- What this task involves -
From the first line to the last, restate the data word for word.

- Source data -
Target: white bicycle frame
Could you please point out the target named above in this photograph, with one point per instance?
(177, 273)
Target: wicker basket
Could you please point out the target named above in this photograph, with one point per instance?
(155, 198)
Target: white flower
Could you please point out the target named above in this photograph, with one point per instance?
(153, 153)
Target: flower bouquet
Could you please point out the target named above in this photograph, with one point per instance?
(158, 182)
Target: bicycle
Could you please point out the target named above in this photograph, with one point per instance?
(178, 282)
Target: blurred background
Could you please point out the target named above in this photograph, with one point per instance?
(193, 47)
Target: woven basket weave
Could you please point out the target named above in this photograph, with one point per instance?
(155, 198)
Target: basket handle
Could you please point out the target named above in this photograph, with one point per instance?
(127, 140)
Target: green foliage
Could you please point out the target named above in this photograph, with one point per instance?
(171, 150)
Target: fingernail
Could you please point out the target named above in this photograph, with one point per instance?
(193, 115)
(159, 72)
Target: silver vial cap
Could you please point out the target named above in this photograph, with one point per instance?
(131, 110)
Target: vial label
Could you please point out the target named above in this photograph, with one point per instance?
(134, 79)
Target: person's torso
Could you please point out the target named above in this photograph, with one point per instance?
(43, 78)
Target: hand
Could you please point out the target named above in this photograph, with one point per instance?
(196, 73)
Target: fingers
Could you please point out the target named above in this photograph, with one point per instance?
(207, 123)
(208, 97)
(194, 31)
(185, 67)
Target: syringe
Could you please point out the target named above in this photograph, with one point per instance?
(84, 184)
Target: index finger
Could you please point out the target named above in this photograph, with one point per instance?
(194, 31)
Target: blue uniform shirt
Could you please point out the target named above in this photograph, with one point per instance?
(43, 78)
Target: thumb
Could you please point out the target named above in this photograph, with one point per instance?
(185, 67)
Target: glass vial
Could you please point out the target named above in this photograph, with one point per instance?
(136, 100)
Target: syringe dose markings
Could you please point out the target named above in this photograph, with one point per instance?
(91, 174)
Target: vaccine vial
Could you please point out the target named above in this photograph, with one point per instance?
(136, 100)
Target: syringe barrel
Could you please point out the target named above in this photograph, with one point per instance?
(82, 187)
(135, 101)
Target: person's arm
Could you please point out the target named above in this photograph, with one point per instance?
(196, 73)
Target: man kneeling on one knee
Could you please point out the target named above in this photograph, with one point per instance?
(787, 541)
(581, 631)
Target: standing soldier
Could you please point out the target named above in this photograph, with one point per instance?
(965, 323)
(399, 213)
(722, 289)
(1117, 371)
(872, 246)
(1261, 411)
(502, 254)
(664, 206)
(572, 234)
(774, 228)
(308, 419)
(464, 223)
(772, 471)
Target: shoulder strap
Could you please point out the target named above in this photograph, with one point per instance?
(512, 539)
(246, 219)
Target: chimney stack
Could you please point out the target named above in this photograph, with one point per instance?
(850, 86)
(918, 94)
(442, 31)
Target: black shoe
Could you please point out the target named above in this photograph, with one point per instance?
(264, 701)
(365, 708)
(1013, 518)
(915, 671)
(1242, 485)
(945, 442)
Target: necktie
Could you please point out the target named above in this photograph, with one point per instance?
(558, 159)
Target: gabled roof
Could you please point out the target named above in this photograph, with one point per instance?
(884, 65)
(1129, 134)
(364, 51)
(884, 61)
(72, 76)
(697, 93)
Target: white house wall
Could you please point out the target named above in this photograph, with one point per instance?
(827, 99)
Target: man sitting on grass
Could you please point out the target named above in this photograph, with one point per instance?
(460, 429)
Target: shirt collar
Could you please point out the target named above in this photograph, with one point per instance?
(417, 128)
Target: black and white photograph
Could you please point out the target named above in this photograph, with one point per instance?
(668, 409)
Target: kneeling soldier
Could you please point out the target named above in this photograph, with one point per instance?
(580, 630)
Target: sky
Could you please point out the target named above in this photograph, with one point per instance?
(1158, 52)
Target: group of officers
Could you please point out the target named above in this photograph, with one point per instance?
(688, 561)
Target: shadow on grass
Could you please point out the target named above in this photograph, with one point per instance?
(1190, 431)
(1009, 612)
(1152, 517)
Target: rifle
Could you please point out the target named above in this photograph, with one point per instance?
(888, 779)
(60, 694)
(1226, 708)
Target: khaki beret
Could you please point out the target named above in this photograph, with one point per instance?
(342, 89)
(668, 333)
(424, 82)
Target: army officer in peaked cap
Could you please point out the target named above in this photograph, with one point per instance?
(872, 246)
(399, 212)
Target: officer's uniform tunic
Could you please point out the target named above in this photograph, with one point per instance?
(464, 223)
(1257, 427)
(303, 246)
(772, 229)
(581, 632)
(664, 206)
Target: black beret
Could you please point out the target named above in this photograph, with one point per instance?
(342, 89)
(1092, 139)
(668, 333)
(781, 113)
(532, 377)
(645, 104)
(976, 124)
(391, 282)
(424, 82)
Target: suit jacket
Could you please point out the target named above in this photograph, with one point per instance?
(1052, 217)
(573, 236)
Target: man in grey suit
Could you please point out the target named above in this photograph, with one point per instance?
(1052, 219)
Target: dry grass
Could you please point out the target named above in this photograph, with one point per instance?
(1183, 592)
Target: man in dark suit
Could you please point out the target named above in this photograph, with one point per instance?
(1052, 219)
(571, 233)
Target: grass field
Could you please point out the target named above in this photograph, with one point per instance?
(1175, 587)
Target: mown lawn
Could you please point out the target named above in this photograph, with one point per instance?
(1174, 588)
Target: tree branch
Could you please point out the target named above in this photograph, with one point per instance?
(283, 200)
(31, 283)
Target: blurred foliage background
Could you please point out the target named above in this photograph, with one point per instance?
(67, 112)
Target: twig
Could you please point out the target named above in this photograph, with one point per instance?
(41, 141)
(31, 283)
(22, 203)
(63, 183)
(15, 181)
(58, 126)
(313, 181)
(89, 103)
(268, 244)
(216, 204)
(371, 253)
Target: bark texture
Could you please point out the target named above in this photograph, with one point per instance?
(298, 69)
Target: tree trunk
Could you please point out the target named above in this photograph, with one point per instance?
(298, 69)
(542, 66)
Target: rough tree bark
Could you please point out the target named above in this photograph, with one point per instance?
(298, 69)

- Solution to this task -
Target: white bicycle frame
Could you please point out the target named above in this photograph, with one point per instance?
(177, 273)
Target: wicker basket
Could you please point out the target named above in this photograph, with one point per instance?
(155, 198)
Target: white flower
Could you please point out the target named above in this photograph, with one point per instance?
(153, 153)
Target: flower bouquet
Could you please point out the target named above in this photograph, with one point per instance?
(158, 182)
Target: bicycle
Could you please point out the target named above in this photograph, with one point per instance?
(178, 282)
Target: blurred background
Could you please point out the target named above in this photograph, with one point per instance?
(193, 47)
Target: woven basket weave
Could you please point out the target named above in this photograph, with one point per instance?
(155, 198)
Target: basket handle
Could you please point out the target named above in this photograph, with one point per instance?
(127, 140)
Target: green foliage
Could you please point out the target named above in this photograph, with one point per instance?
(171, 150)
Target: fingernail
Could you please point out the target named above in this photograph, with one point per instance?
(193, 115)
(159, 72)
Target: silver vial cap
Could you please point out the target named above in this photograph, with one point per instance?
(131, 110)
Target: vial label
Could you please point out the target named above in this photograph, with one point per instance?
(134, 79)
Target: person's torso
Could you please point out the target named above in this photograph, with one point per instance?
(43, 78)
Target: hand
Could you please point out the target named above in this photograph, with one point per instance?
(196, 73)
Target: fingers
Could you please point out the target named above in this photograph, with one point per instance?
(207, 123)
(208, 97)
(194, 31)
(185, 67)
Target: syringe
Could you please point out the target named above in this photograph, with one point per instance?
(84, 184)
Target: index finger
Could you please point out the target named above in this photograph, with one point per instance?
(194, 31)
Target: blue uniform shirt
Could you please point out the target named above in this photograph, with one point per instance?
(43, 78)
Target: thumb
Could you please point out the target named above in this photograph, with one point per instance?
(185, 67)
Target: glass vial
Could you please point out the target named above in this photograph, with one point per instance?
(136, 100)
Target: syringe dose markings
Could you please point out the target named above in this photograph, with one point per instance?
(91, 174)
Target: vaccine vial
Could you please point out the target named above in this photograph, with one point per instance?
(136, 100)
Target: syringe barrel
Could you please point out the target named above in this photograph, with one point per instance?
(82, 187)
(135, 101)
Target: person's arm
Could you please point out the target named above in this photograph, with one point per instance?
(196, 73)
Target: man kneeling on one knee
Could you please point out the target named above in this photograph, with one point per instance?
(787, 541)
(581, 631)
Target: standing soldier
Could you please point out the target named above in this photograph, with one point per instance?
(965, 323)
(399, 213)
(722, 289)
(1117, 371)
(872, 246)
(1261, 411)
(502, 254)
(664, 206)
(572, 234)
(774, 228)
(308, 419)
(464, 223)
(772, 471)
Target: shoulder strap
Could you please point out the target named above in this photograph, with one point per instance?
(512, 539)
(246, 219)
Target: chimney stack
Could you please point out the target named above in this photograph, with one point per instance?
(850, 86)
(918, 94)
(442, 31)
Target: black shoe
Could you please point out the target named above in this photograph, with one point per instance?
(264, 701)
(365, 708)
(1013, 518)
(915, 671)
(1242, 485)
(945, 442)
Target: necktie
Could you please point out the target named above in this photograph, with one point per instance?
(558, 159)
Target: gabled roof
Could you please point out the target named above in this photograph, with one point per instance?
(884, 65)
(1129, 134)
(364, 51)
(884, 61)
(72, 76)
(697, 93)
Target: white house wall
Could you please point out the target named above in this photograph, with one point per instance?
(827, 99)
Target: man sitting on grass
Could you please point out the target named above in this photograph, with one point per instance?
(460, 429)
Target: shirt collar
Could you please point out the target named above in this photograph, with one point per instance?
(417, 128)
Target: black and white photograph
Could you please point out the target named above in this photograph, with one point per instance?
(668, 409)
Target: kneeling soldier
Could you please point out the target named above in this photograph, with one point per instance?
(580, 630)
Target: sky
Could you please point out the target named above in this photograph, with one point per instance?
(1158, 52)
Target: group of officers
Could you please point out the target named above in this photograph, with one point per instance?
(688, 561)
Target: shadow on grass
Could you please point out the target named above in this photograph, with one point per instance?
(1190, 431)
(1009, 612)
(1152, 517)
Target: rifle
Could you please point out the target named above in this photograph, with one point per instance?
(888, 779)
(60, 694)
(1226, 708)
Target: khaki beret
Could you please point out the target named above in this photograph, with one point per instance?
(342, 89)
(668, 333)
(424, 82)
Target: army officer in peaked cap
Could you please point out the target named above in this photograph, with one point per instance?
(872, 246)
(399, 212)
Target: officer's uniform tunic
Could you please point out the target named above in this photograph, with one point per instance?
(464, 223)
(1257, 427)
(303, 246)
(772, 229)
(581, 632)
(664, 206)
Target: black beret
Could you please point out the target named above in this photograph, with one point per instance?
(342, 89)
(1092, 139)
(668, 333)
(781, 113)
(532, 377)
(645, 104)
(976, 124)
(391, 282)
(424, 82)
Target: suit jacket
Could you please point out the target named above in this photograph, with one point per instance?
(1052, 217)
(573, 236)
Target: man in grey suit
Could you please point out the target named above in this photograph, with one point per instance?
(1052, 219)
Target: dry grass
Could you please point out the target named above in this photograph, with one point per instance?
(1183, 592)
Target: man in dark suit
Could you please point out the target named above in this photograph, with one point per instance?
(1052, 219)
(571, 233)
Target: grass field
Could you please point out the target named above in this photograph, with one point per instance?
(1175, 587)
Target: mown lawn
Could you please point out the target named above in this photograph, with one point per instance?
(1174, 588)
Target: tree branch
Could you please point out the target named above in this photograph, with one point per instance?
(283, 200)
(31, 283)
Target: blurred foliage background
Could you please point out the target named above in this photograph, with one point per instance?
(67, 112)
Target: twig
Could you please point out the target named above in this photograph, with one point per instance?
(41, 141)
(31, 283)
(22, 203)
(63, 183)
(15, 181)
(58, 126)
(313, 181)
(89, 103)
(268, 244)
(216, 204)
(371, 253)
Target: bark texture
Could you please point out the target named above in this photograph, with one point per instance?
(298, 69)
Target: tree trunk
Could you please point out the target named above in this photograph, with one point per instance?
(298, 69)
(542, 66)
Target: rough tree bark
Could you please point out the target named above in this photograph, with one point per instance?
(298, 69)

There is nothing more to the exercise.